● **本文**

□ □ □ □

吟遊旅人のシネマな日々

歌って踊れる図書館司書、エル・ライブラリー(大阪産業労働資料館)の館長・谷合佳代子の個人ブログ。映画評はネタばれも含むのでご注意。映画のデータはallcinema から引用しました。写真は映画.comからリンク取得。感謝。㏋に掲載していた800本の映画評が現在閲覧できなくなっているので、少しずつこちらに転載中ですが全部終わるのは2025年ごろかも。旧ブログの500本弱も統合中ですがいつ終わるか見当つかず。本ブログの文章はクリエイティブ・コモンズ・ライセンス CC-BY-SA で公開します。

ペコロスの母に会いに行く

 

f:id:ginyu:20140108001137j:plain

  梅田ガーデンシネマで「ブランカニエベス」は残念ながら爆睡してしまったが、続いてみたのはこれ、認知症の母と息子の物語。こちらは他人事と思えず画面に食い入るように見ていたので、まったく眠気を催さなかった。 

 認知症の母を介護するバツイチ男とその息子、というお話からして暗い内容を覚悟しがちだが、本作はユーモアにあふれた楽しい作品だ。貧困あり、酒乱の父あり、原爆被爆あり、身売りあり、失業あり、いろいろあって時には涙にくれるけれど、結局は暖かい気持ちになる、そんな作品。劇場内には笑い声と涙があふれていた。 

 認知症の人間の時間感覚は伸び縮みする。過去が現在と同居し、昨日が二十年前と同じ時に並ぶ。死んだ人が何度も訪れ、今をともに生きる。ペコロスという芸名でギター片手に下手な歌を地元の喫茶店などで歌っているお気楽者の主人公は、漫画でエッセイも描く多才な団塊世代のゆういち。父を十年前に亡くし、母が認知症を発症し始めた。物語の舞台が長崎なので、坂の多い町並みが画面に起伏を与えている。坂を昇る老人たち、坂を下る老母の姿に人生の疲れがにじんでいる。

□ □ □ □

● **記録一覧**

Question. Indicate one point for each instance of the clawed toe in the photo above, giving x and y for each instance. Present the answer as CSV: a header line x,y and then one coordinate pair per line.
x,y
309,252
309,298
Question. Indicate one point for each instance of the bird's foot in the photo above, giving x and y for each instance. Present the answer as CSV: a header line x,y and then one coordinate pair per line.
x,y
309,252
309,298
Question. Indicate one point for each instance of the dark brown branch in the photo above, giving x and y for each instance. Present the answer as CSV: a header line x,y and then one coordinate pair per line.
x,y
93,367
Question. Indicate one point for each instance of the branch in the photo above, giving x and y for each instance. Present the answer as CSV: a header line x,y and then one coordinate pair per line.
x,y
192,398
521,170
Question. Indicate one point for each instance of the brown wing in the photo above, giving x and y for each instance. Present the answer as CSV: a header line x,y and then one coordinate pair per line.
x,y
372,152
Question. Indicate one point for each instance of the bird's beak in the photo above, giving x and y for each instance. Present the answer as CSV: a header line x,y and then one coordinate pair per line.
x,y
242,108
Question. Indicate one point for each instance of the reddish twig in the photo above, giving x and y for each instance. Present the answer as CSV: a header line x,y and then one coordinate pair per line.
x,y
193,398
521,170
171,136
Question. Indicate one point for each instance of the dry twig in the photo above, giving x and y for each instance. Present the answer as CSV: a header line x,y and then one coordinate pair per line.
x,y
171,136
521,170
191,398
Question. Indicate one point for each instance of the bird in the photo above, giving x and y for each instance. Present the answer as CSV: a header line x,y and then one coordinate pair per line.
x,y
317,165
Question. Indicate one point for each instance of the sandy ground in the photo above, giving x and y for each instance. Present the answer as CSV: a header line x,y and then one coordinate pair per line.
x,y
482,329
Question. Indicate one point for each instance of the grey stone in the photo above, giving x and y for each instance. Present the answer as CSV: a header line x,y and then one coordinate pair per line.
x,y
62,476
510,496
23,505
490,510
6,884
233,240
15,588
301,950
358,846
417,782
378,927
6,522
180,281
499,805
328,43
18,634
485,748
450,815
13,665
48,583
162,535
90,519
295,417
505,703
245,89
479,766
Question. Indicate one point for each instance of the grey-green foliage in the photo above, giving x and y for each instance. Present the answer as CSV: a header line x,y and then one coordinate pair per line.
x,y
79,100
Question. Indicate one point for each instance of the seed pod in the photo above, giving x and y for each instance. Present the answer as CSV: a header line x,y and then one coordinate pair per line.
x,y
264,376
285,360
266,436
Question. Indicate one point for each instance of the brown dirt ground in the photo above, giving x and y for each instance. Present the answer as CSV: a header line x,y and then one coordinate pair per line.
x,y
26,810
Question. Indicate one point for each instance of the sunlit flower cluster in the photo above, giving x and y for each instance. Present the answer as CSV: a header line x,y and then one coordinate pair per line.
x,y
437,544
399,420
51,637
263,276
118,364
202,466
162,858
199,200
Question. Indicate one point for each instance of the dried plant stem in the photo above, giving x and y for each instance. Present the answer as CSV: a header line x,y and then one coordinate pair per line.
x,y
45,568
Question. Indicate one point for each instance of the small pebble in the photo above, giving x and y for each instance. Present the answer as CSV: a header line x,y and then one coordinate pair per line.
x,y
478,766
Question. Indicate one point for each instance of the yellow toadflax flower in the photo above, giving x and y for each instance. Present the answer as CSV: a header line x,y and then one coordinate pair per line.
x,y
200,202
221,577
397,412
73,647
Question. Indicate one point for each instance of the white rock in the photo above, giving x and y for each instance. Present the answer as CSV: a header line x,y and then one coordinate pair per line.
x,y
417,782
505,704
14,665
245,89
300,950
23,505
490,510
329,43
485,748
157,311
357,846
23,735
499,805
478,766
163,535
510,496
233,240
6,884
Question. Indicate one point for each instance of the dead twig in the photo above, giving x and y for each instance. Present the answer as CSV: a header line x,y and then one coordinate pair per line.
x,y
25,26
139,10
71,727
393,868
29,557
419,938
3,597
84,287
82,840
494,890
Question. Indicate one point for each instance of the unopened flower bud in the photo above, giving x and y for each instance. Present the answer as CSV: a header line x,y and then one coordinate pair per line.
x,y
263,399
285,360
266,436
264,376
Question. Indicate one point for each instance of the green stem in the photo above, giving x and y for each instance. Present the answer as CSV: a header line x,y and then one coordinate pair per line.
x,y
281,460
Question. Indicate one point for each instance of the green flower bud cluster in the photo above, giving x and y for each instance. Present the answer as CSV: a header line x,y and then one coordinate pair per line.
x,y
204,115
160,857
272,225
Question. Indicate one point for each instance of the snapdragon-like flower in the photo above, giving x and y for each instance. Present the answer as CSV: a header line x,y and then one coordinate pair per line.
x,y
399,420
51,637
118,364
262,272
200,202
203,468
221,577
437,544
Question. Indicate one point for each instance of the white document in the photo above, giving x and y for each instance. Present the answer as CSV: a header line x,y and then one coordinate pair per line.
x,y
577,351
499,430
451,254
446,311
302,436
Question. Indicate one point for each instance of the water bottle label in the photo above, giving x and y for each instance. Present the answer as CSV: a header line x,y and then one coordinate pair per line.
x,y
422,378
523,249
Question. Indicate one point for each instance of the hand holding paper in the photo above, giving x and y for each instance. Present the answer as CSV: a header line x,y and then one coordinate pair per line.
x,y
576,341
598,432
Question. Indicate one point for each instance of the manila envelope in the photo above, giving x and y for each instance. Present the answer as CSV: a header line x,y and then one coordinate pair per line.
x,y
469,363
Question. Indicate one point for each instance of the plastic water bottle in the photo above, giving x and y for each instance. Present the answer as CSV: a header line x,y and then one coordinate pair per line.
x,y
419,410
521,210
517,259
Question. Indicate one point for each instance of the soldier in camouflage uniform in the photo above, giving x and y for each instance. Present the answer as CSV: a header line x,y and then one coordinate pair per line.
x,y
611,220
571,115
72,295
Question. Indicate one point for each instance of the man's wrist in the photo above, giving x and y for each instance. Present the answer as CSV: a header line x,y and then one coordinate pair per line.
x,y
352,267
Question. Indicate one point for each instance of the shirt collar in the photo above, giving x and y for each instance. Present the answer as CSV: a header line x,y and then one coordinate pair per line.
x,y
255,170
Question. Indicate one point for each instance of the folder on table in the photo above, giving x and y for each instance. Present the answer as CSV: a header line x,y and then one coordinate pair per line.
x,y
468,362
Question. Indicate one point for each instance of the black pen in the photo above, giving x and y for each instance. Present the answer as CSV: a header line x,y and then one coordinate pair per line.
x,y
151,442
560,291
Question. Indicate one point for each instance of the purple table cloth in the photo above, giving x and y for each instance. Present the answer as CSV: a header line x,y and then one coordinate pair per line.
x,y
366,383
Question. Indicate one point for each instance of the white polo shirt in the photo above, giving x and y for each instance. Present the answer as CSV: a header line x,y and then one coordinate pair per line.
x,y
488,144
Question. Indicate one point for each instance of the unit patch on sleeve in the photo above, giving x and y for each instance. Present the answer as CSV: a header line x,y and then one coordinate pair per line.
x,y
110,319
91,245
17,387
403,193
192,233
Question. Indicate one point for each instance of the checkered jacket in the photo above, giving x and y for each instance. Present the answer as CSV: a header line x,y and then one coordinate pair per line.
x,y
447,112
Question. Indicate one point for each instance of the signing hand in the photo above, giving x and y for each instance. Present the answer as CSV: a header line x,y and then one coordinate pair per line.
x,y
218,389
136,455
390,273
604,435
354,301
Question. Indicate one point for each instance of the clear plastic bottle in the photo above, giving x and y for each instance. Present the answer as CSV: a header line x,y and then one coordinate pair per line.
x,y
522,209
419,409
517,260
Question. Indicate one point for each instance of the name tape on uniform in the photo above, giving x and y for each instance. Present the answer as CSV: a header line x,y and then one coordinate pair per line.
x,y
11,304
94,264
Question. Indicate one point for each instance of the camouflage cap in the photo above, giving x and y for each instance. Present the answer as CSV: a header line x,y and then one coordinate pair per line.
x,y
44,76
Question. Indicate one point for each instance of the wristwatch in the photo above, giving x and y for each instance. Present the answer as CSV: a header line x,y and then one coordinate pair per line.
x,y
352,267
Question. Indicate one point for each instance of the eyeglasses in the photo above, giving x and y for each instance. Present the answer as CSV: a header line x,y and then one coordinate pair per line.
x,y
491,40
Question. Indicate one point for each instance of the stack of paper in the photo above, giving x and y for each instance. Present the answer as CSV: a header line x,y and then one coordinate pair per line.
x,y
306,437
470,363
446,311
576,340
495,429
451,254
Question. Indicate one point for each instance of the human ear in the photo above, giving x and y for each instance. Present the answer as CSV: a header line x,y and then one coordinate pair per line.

□ □ □ □

● **課題**
本文の「物語の舞台が長崎なので、坂の多い町並みが画面に起伏を与えている。」という一文を英語に訳すこと。

● **解答**
Because the story is set in Nagasaki, the hilly streets give the screen a sense of rise and fall.